[TEXT SECTION]

American journal of respiratory and critical care medicine

Asymptomatic HIV-infected individuals on antiretroviral therapy exhibit impaired lung CD4(+) T-cell responses to mycobacteria.

PMID 25225948


HIV-infected persons on antiretroviral therapy (ART) remain at higher risk of pulmonary tuberculosis (TB) than HIV-uninfected individuals. This increased susceptibility may be caused by impairment of alveolar macrophage (AM) function and/or mycobacteria-specific alveolar CD4(+) T-cell responses observed in HIV-infected ART-naive adults. To determine whether ART was associated with improvement in both AM function, assessed by phagosomal proteolysis, and alveolar CD4(+) T-cell responses to Mycobacterium in HIV-infected individuals. Peripheral blood was drawn and bronchoalveolar lavage (BAL) performed on healthy, 35 HIV-uninfected, 25 HIV-infected ART-naive, and 50 HIV-infected ART-treated asymptomatic adults. Phagosomal proteolysis of AM was assessed with fluorogenic beads. Mycobacteria-specific CD4(+) T-cell responses were measured by intracellular cytokine staining. HIV-infected adults on ART exhibited lower plasma HIV viral load and higher blood CD4(+) T-cell count than ART-naive adults. AM proteolysis and total mycobacteria-specific Th1 CD4(+) T-cell responses in individuals on ART for greater than or equal to 4 years were similar to HIV-uninfected control subjects but those on ART for less than 4 years had impaired responses. Total influenza-specific alveolar Th1 CD4(+) T-cell responses were intact in all individuals receiving ART. In contrast, BAL and blood mycobacteria-specific polyfunctional CD4(+) T-cell responses were impaired in adults on ART irrespective of duration. AM and mycobacteria-specific alveolar CD4(+) T-cell responses in HIV-infected adults on ART for less than 4 years are impaired and may partly explain the high risk of TB in HIV-infected individuals on ART. Strategies to augment ART to improve lung immune cell function and reduce the high incidence of TB in HIV-infected adults who initiate ART should be investigated.

[/TEXT SECTION]

**WORK TASK**
In the abstract on lung immune responses in HIV-infected adults, which responses were intact in all individuals receiving antiretroviral therapy?

[RECORDED INFORMATION]

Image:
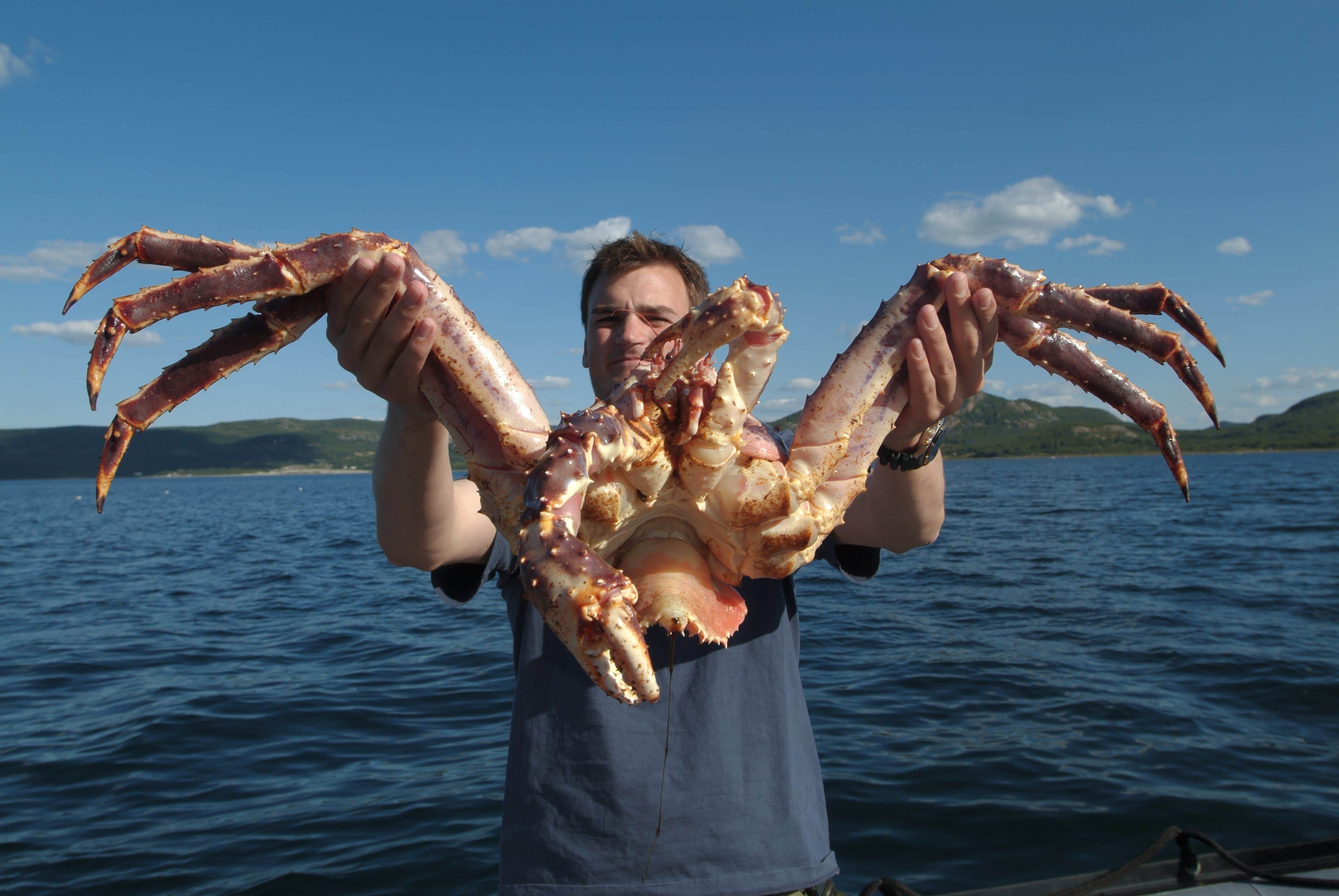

[/RECORDED INFORMATION]

**EXERCISE SOLUTION**
Total influenza-specific alveolar Th1 CD4(+) T-cell responses.